▸ DATASET ENTRIES:
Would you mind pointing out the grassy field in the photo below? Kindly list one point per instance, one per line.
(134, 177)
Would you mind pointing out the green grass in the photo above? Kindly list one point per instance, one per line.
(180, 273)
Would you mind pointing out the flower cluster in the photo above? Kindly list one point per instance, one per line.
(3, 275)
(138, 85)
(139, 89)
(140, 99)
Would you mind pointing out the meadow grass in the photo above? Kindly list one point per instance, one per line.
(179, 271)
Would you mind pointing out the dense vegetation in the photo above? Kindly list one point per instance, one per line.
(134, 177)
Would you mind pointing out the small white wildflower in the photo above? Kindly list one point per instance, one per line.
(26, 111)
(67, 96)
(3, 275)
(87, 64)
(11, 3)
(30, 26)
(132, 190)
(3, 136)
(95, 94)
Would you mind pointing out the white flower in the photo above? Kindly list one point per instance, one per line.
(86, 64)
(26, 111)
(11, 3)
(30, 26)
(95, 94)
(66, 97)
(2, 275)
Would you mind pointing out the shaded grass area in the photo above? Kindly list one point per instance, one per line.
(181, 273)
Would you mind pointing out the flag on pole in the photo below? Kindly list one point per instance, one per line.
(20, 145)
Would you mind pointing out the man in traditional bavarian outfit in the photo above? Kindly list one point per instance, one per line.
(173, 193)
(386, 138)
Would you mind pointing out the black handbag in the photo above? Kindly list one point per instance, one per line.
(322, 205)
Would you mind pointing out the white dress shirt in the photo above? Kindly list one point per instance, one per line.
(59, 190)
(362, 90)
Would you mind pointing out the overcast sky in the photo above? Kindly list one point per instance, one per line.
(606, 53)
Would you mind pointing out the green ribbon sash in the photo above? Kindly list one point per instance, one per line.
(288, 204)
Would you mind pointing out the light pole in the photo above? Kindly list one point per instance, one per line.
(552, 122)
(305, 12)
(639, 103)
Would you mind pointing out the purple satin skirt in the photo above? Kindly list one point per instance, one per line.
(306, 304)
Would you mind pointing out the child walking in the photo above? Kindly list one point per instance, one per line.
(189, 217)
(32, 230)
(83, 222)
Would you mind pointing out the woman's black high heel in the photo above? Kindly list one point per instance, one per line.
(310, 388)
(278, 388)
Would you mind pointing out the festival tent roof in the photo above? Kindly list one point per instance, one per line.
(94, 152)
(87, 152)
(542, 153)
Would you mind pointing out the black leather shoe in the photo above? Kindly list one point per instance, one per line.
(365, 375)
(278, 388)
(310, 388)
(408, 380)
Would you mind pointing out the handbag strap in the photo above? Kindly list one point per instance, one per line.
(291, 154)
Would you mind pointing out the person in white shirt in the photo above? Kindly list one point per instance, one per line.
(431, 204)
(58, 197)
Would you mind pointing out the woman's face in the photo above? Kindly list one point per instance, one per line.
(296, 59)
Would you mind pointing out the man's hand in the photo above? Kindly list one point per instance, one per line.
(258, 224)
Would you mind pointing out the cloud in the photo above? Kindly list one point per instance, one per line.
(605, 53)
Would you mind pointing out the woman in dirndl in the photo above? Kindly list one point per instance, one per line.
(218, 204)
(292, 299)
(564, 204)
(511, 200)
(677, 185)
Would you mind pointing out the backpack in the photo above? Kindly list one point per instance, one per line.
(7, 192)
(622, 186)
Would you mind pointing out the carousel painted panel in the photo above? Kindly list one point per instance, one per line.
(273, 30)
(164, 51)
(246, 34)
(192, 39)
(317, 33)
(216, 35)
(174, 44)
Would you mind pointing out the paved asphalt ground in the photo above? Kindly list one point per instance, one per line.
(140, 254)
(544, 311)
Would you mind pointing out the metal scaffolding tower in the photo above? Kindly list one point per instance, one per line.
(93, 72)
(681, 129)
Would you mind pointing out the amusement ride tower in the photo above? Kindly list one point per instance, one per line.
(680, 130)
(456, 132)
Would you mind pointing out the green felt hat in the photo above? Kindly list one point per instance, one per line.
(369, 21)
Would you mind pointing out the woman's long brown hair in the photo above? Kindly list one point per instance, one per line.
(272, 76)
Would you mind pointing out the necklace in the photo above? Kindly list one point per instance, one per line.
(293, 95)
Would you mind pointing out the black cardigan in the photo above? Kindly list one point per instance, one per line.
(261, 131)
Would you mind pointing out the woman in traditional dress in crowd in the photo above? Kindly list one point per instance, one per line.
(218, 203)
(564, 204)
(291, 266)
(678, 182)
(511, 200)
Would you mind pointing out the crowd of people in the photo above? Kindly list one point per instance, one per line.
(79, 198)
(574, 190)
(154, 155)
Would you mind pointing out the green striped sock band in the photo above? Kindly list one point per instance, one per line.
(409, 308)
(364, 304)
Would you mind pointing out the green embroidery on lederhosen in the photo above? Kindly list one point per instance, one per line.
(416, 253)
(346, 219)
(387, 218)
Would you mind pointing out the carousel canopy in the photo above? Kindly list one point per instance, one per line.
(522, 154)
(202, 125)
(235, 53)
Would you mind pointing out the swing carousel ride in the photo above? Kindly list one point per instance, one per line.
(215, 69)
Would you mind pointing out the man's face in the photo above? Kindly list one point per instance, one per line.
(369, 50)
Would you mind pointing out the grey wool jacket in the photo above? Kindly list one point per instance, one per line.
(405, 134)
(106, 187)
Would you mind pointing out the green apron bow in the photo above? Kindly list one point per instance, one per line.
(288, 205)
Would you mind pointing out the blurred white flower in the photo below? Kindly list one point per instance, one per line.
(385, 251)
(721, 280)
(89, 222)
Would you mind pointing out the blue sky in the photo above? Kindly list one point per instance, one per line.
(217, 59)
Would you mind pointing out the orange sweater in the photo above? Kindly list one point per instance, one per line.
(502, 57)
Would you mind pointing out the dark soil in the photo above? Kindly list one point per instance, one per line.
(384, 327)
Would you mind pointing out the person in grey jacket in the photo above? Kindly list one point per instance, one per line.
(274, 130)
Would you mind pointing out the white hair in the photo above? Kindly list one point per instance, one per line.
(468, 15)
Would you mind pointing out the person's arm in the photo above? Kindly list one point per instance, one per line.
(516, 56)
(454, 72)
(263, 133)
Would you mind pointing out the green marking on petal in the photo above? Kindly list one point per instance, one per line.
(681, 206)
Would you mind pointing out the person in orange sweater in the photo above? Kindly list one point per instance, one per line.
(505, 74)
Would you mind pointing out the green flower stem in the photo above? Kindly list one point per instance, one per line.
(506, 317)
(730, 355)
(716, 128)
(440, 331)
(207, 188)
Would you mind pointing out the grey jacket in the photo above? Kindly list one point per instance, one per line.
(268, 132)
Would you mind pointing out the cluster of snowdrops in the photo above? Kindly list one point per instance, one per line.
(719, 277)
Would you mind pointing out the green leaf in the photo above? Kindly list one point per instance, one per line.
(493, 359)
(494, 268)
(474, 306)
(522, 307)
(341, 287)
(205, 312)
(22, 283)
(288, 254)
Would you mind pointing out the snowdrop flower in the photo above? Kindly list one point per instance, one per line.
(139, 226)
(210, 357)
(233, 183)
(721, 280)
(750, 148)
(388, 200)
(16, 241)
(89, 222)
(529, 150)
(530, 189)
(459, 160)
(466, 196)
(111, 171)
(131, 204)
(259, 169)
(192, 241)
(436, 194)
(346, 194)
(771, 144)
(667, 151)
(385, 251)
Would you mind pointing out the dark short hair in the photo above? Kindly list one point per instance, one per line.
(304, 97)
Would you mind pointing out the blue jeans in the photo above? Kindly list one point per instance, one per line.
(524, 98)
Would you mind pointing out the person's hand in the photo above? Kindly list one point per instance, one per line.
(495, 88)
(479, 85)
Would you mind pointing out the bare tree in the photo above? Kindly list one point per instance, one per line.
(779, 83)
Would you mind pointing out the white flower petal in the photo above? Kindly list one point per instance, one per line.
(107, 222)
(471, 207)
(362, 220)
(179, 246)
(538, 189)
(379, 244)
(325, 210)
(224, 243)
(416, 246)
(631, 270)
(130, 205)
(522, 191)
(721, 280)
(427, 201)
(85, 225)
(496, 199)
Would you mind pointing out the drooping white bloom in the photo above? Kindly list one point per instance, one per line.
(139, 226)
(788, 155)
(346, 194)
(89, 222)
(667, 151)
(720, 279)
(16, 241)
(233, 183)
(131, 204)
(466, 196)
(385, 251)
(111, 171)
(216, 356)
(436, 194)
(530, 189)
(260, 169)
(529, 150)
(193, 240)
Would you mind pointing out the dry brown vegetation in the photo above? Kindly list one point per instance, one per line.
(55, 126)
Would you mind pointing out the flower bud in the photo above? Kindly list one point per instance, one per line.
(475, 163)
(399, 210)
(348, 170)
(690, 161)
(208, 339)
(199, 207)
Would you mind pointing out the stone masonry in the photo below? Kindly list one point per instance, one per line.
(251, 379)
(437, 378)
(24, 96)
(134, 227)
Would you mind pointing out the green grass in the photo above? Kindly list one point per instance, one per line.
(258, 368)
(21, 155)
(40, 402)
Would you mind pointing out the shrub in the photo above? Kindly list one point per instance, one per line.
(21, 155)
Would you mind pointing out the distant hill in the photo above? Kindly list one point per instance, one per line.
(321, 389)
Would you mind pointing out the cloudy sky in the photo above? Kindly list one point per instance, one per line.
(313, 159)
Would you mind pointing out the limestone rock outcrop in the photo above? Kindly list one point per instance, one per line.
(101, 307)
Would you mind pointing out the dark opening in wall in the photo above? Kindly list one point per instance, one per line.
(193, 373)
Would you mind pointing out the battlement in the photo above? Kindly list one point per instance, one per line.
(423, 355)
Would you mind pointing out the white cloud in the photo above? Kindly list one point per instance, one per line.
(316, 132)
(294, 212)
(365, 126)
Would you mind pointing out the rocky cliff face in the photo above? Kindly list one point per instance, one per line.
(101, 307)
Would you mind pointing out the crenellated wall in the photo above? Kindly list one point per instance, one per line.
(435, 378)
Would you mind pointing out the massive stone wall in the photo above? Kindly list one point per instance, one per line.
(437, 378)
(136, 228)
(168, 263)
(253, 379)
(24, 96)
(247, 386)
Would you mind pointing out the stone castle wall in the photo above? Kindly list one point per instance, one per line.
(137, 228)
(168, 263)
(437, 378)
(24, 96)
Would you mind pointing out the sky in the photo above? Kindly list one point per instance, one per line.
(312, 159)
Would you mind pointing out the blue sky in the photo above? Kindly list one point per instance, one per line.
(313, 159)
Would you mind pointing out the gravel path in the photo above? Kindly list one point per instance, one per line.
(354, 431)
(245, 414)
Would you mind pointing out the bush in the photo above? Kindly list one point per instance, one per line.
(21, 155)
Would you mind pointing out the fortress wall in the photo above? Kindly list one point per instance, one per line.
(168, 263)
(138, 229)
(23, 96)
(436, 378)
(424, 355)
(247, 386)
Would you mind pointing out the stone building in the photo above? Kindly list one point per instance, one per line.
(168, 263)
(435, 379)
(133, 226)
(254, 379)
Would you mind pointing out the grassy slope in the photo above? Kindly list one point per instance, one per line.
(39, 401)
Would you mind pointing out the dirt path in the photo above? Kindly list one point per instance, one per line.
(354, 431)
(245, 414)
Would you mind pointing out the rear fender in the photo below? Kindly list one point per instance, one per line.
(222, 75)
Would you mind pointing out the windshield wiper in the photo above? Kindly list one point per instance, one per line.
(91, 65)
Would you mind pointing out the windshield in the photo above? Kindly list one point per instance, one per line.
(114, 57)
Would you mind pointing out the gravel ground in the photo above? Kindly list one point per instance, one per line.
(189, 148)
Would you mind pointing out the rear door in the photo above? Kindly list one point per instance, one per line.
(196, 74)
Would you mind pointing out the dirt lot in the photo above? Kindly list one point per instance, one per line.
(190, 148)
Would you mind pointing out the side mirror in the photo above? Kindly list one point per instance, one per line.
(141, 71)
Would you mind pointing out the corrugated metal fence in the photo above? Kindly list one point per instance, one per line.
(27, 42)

▸ EXERCISE AIM:
Copy exactly, word for word, the line with "Would you mind pointing out the sky" through the final line of the listing.

▸ EXERCISE SOLUTION:
Would you mind pointing out the sky in the photo above? Kindly list one point per instance, one per line.
(312, 159)
Would you mind pointing out the blue sky in the photo above? Kindly list one point per instance, one per line.
(313, 159)
Would you mind pointing out the gravel path in the photo above? Kindly list one point per instance, one per line.
(354, 431)
(245, 414)
Would you mind pointing out the bush in the photo above? Kindly list one point per instance, one per line.
(21, 155)
Would you mind pointing out the fortress wall in the photo above? Kindly list one point per instance, one per line.
(168, 263)
(138, 229)
(23, 96)
(436, 378)
(424, 355)
(247, 386)
Would you mind pointing out the stone building in the photo above? Kindly list one point per instance, one per line.
(168, 263)
(435, 379)
(133, 226)
(254, 379)
Would you mind pointing out the grassy slope in the photo above? Kindly list one point per instance, one per line.
(39, 401)
Would you mind pointing out the dirt path in the photo above? Kindly list one point per instance, one per line.
(354, 431)
(245, 414)
Would you mind pointing out the rear fender in the photo below? Kindly list one point per instance, one per line.
(222, 75)
Would you mind pointing out the windshield wiper in the photo above? Kindly list one point per instance, one per line.
(91, 65)
Would you mind pointing out the windshield in the photo above? Kindly list one point per instance, one per line.
(114, 57)
Would you mind pointing out the gravel ground in the photo above? Kindly list one point per instance, one per line.
(189, 148)
Would you mind pointing out the rear door in the photo above? Kindly list one point per instance, one per line.
(196, 74)
Would you mind pointing out the dirt lot in the photo above? Kindly list one point per instance, one per line.
(190, 148)
Would you mind pointing out the side mirror in the photo above? Kindly list one point per instance, one per line.
(141, 71)
Would you mind pointing out the corrugated metal fence in the photo above? Kindly list one point per instance, one per line.
(27, 42)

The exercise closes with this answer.